-- Start Entries supplied --

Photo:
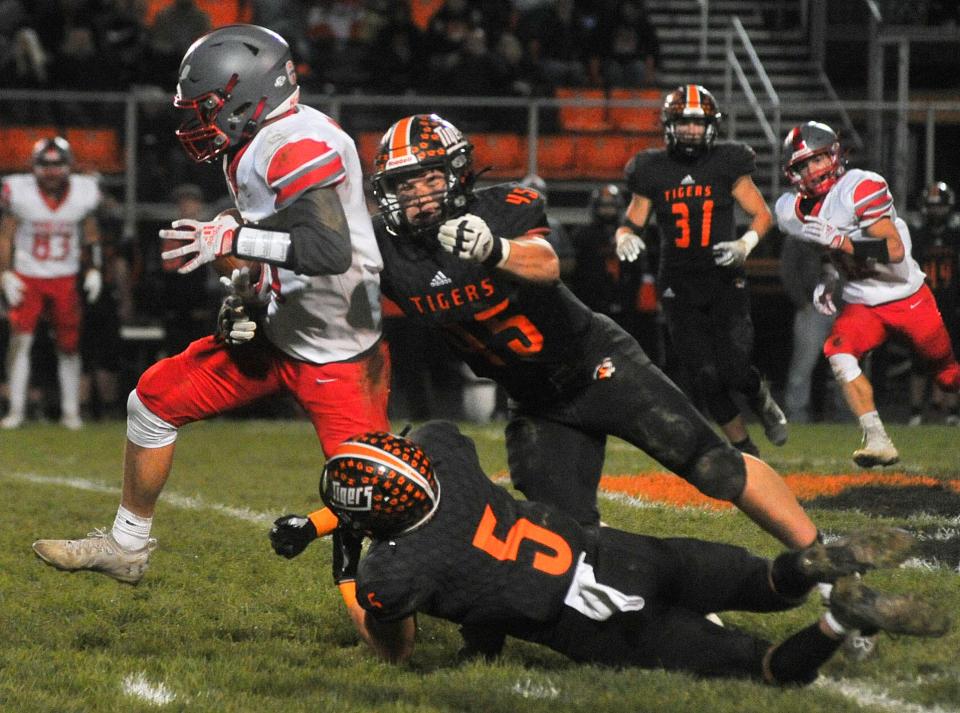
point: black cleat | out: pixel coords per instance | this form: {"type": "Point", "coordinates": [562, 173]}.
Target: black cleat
{"type": "Point", "coordinates": [856, 606]}
{"type": "Point", "coordinates": [856, 553]}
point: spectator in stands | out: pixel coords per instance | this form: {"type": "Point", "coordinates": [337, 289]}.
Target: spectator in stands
{"type": "Point", "coordinates": [174, 30]}
{"type": "Point", "coordinates": [800, 274]}
{"type": "Point", "coordinates": [553, 34]}
{"type": "Point", "coordinates": [624, 48]}
{"type": "Point", "coordinates": [625, 292]}
{"type": "Point", "coordinates": [936, 246]}
{"type": "Point", "coordinates": [189, 301]}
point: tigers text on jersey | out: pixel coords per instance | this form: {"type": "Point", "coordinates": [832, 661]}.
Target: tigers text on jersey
{"type": "Point", "coordinates": [323, 318]}
{"type": "Point", "coordinates": [693, 201]}
{"type": "Point", "coordinates": [47, 240]}
{"type": "Point", "coordinates": [525, 336]}
{"type": "Point", "coordinates": [858, 200]}
{"type": "Point", "coordinates": [483, 557]}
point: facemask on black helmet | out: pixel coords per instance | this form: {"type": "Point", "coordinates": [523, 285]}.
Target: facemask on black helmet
{"type": "Point", "coordinates": [423, 175]}
{"type": "Point", "coordinates": [380, 485]}
{"type": "Point", "coordinates": [690, 118]}
{"type": "Point", "coordinates": [232, 80]}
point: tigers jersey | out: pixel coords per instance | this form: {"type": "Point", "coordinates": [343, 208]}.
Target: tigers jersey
{"type": "Point", "coordinates": [323, 318]}
{"type": "Point", "coordinates": [48, 236]}
{"type": "Point", "coordinates": [858, 200]}
{"type": "Point", "coordinates": [482, 558]}
{"type": "Point", "coordinates": [693, 202]}
{"type": "Point", "coordinates": [525, 336]}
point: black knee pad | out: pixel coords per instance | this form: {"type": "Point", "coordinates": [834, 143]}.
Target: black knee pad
{"type": "Point", "coordinates": [719, 472]}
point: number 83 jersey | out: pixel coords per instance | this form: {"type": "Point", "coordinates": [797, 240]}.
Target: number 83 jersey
{"type": "Point", "coordinates": [525, 336]}
{"type": "Point", "coordinates": [693, 202]}
{"type": "Point", "coordinates": [47, 241]}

-- End Entries supplied --

**What the task requires**
Please rewrite every line, not only the answers, from the line containing "point: tigers jersey" up to and including the last line of the entries, and shift each coordinate in the answers by -52.

**Output for this exercise**
point: tigers jersey | out: pixel coords per instance | this form: {"type": "Point", "coordinates": [343, 208]}.
Target: tigers jersey
{"type": "Point", "coordinates": [271, 266]}
{"type": "Point", "coordinates": [-4, 184]}
{"type": "Point", "coordinates": [806, 148]}
{"type": "Point", "coordinates": [430, 506]}
{"type": "Point", "coordinates": [641, 150]}
{"type": "Point", "coordinates": [473, 284]}
point: black knee pad | out: pixel coords per instance | this form: {"type": "Point", "coordinates": [834, 143]}.
Target: black knee pad
{"type": "Point", "coordinates": [667, 420]}
point: number 83 jersey | out: pixel coords per instance | this form: {"type": "Point", "coordinates": [797, 240]}.
Target: number 83 jersey
{"type": "Point", "coordinates": [473, 284]}
{"type": "Point", "coordinates": [641, 150]}
{"type": "Point", "coordinates": [-5, 189]}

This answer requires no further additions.